## Page excerpt

**********

Here I am again expermenting with my clients. Power generation was a bit late coming today, but it didn't matter, as we had a smattering of wind to hop the bug a bit.

Jim and Dave Well's were my lab rats today and they preformed at Top level.

We had 40 plus fish on flat water and when the creek finely moved, it was just not the free for all it was yesterday.

The ole size 12 scud in ginger still caught fish, as it has for the past several months, but I just had to have another pattern that would get a look.

I have over 10 different color egg patterns that I tie, and if you think an egg is an egg, think again.

Early Girl is a very lite pink egg that is almost netural and it was the one today. It outproduced the sucd at a rate of over 3 to 1. I tried several other colors and it was the appropreate color for the flow conditon, that we had today.

Darker and brighter eggs just would not get the fish to respond on the clear mid to slow moving water. Early girl from Clay Banks thru Fall Creek, was the ticket.

On one pass in the two mile section we had 20 plus takes with about 9 really nice bows hooked, and one, 18 inch brown. I continued to alter the egg colors, but today was the day for Early Girl.

If you think they are not on an egg pattern, during generation, just keep switching colors and see if it makes the difference between bite or no bite.

**********

[Box-labeled dataset extracts]
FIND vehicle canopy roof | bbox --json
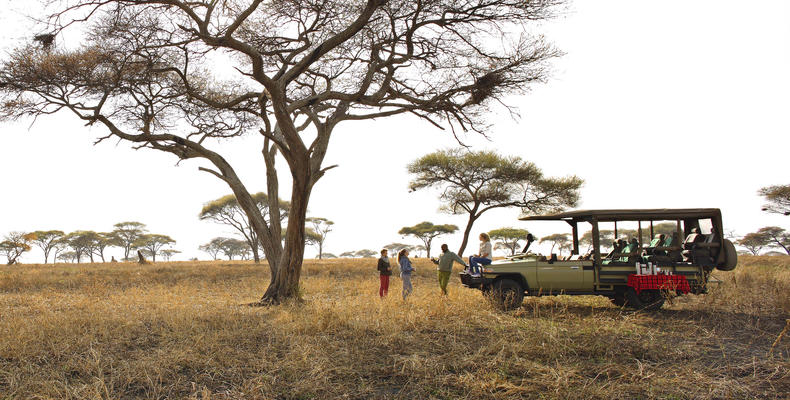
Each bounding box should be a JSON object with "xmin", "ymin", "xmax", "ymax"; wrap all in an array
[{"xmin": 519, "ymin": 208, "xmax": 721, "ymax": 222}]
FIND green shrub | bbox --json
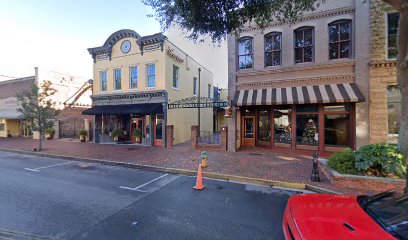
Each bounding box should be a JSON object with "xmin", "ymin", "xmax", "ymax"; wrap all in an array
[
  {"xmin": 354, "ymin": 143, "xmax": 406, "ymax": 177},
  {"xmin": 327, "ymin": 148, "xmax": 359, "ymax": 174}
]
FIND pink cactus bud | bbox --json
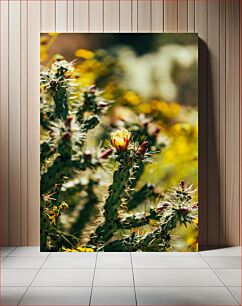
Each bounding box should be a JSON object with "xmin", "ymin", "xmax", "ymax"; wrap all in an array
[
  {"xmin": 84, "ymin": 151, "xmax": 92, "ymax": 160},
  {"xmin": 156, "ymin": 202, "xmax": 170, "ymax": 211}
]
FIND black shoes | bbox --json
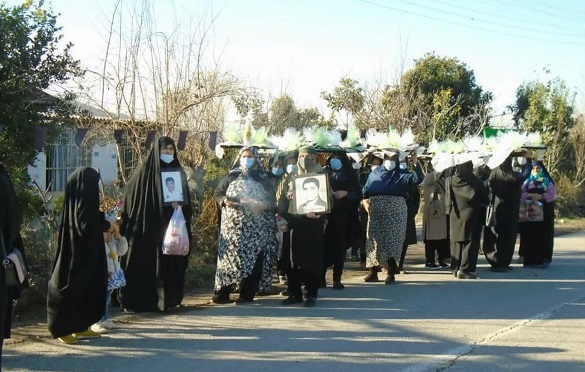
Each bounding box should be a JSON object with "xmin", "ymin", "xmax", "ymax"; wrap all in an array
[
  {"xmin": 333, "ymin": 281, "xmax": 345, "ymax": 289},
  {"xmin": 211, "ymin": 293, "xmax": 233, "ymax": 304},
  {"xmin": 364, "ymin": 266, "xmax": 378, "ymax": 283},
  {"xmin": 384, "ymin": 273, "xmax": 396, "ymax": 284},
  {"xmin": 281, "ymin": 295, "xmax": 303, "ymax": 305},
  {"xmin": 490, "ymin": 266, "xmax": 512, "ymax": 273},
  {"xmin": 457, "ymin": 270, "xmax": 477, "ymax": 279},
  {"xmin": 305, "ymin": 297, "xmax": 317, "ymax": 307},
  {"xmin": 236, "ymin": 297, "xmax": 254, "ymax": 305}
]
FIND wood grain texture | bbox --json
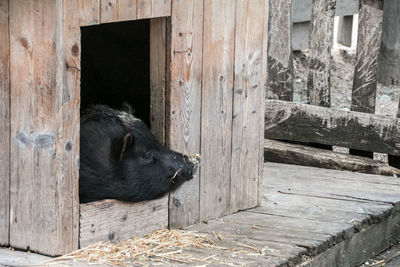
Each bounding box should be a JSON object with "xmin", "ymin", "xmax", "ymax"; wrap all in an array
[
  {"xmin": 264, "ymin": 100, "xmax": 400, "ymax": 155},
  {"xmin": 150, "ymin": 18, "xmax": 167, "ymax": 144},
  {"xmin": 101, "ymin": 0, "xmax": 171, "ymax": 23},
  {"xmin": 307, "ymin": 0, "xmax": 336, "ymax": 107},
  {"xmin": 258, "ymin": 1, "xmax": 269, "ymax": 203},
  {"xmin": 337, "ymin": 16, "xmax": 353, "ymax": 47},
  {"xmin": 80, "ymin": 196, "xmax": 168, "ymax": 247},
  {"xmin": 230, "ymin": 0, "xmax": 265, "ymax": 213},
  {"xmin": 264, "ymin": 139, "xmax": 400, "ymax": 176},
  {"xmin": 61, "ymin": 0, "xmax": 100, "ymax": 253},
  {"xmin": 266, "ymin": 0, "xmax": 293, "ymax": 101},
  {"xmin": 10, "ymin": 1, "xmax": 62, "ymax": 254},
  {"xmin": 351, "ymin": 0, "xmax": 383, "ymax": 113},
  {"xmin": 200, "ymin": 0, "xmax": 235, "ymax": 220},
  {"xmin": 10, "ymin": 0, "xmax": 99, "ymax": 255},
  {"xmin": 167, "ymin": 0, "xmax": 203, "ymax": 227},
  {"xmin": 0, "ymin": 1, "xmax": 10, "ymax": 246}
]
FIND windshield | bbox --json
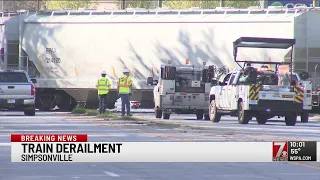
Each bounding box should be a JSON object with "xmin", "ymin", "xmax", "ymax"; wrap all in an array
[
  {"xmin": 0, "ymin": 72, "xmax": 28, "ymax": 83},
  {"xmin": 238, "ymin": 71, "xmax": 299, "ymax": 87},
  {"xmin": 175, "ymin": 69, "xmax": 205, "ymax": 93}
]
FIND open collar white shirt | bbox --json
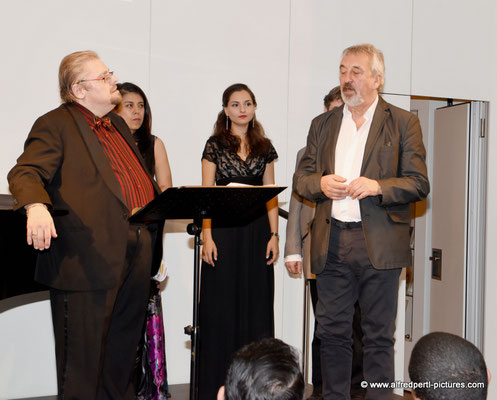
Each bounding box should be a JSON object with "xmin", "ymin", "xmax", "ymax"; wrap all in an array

**********

## Given problem
In the fishing report, which egg pattern outproduced the size 12 scud by more than 3 to 1?

## Result for this task
Early Girl